**Tasks**
a - In the Medicare-for-All article, what does the CBO paper leave out that many CBO reports include?
b - Please carry the Medicare-for-All article forward from its final sentence.

**Page extract**
..............................

What Your CEO is Reading: Medicare For All

As the US House held its first hearing in more than a decade on Medicare-for-All last week, the New York Times and Wall Street Journal reported on the Congressional Budget Office’s (CBO’s) paper Key Design Components and Considerations for Establishing a Single-Payer Health Care System. However, unlike many CBO reports, this paper does not provide cost estimates for these proposals.

May 06, 2019

As the US House held its hearing on Medicare-for-All, the New York Times and Wall Street Journal reported on the Congressional Budget Office’s (CBO’s) paper Key Design Components and Considerations for Establishing a Single-Payer Health Care System. The report describes features of different single-payer health care systems and many design choices that policymakers would need to make to implement “Medicare-for-All” and Medicare expansion proposals. However, unlike many CBO reports, this paper does not provide cost estimates for these proposals.

Why Your CEO May Care

Your CEO may ask how likely is Medicare expansion or Medicare-for-all, and how would it affect your company’s employees, benefit offerings, or lines of business.

..............................

[Referring expression pointing data]
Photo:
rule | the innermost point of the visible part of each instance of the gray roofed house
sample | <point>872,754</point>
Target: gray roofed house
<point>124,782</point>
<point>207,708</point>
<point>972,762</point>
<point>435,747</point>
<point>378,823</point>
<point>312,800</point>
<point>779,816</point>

..............................

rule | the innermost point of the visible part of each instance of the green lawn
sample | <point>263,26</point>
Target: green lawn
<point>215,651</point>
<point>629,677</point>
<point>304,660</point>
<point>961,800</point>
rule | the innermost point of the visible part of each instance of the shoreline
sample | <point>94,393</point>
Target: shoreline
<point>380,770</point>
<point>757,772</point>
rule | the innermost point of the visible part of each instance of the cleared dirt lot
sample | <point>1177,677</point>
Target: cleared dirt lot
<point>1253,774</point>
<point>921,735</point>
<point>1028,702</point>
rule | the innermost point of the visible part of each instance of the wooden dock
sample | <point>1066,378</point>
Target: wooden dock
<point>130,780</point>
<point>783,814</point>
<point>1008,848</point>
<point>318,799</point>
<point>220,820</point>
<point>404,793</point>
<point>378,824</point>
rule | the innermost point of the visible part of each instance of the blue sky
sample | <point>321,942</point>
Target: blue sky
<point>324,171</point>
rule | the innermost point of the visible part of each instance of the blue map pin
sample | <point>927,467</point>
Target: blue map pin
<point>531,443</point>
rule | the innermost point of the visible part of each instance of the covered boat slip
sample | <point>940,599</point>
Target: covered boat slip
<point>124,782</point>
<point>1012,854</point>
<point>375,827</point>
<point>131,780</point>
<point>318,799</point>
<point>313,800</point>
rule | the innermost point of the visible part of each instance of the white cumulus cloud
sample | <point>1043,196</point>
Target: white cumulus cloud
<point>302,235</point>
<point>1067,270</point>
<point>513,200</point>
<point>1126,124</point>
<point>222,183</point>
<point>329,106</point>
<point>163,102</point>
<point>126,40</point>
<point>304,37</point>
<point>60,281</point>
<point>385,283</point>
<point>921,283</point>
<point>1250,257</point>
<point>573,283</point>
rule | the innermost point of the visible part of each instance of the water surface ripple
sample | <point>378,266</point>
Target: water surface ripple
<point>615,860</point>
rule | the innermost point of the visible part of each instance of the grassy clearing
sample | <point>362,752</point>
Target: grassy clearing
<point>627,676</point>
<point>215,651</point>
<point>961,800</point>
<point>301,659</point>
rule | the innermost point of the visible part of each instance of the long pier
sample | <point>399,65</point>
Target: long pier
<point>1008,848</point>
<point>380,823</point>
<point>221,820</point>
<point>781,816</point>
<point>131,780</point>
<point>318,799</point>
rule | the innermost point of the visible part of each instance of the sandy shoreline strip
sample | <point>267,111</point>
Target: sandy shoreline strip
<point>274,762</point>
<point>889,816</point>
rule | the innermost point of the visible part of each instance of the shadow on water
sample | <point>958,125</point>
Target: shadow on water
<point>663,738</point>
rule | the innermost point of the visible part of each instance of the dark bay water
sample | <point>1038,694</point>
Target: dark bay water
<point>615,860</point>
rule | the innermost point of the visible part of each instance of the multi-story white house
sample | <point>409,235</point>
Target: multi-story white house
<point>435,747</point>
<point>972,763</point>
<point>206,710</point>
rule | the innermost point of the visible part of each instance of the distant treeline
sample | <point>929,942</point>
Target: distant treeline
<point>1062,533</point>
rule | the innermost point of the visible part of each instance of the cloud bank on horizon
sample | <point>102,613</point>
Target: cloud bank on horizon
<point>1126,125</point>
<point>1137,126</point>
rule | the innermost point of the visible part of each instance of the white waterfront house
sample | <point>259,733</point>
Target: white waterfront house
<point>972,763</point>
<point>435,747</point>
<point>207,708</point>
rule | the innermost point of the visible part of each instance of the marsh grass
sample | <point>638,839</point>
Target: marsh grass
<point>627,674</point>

..............................

**Written responses**
a - Cost estimates for the proposals.

b -
As the 2020 election approaches, health care expenses continue to rise faster than overall economic growth and 27 million Americans remain uninsured, lawmakers—especially progressive Democrats—are putting forth a number of health care proposals ranging from public insurance options that would be offered alongside private coverage, to expanding Medicare eligibility, to a single-payer Medicare-for-all system that would eliminate private coverage. Advocates believe that these approaches would better control costs, primarily by bringing provider payments closer to those under Medicare and reducing administrative costs. Many of these proposals would eliminate premiums and out-of-pocket costs but would require new taxes on payroll, income, and/or unearned income.

Though there is a lot of talk in Washington and on the campaign trail about Medicare-for-All, any change in policy is likely to be far into the future if at all for the following reasons:

  • While the proposals have broad support among Democrats, the Democratic leadership has not yet been on board and it is unclear whether a majority in the House support it;
  • It is unlikely to advance in the Senate nor be signed by the President;
  • Though a majority support the idea, support falls off when people find they may lose their existing coverage, pay higher taxes, or may wait longer for care.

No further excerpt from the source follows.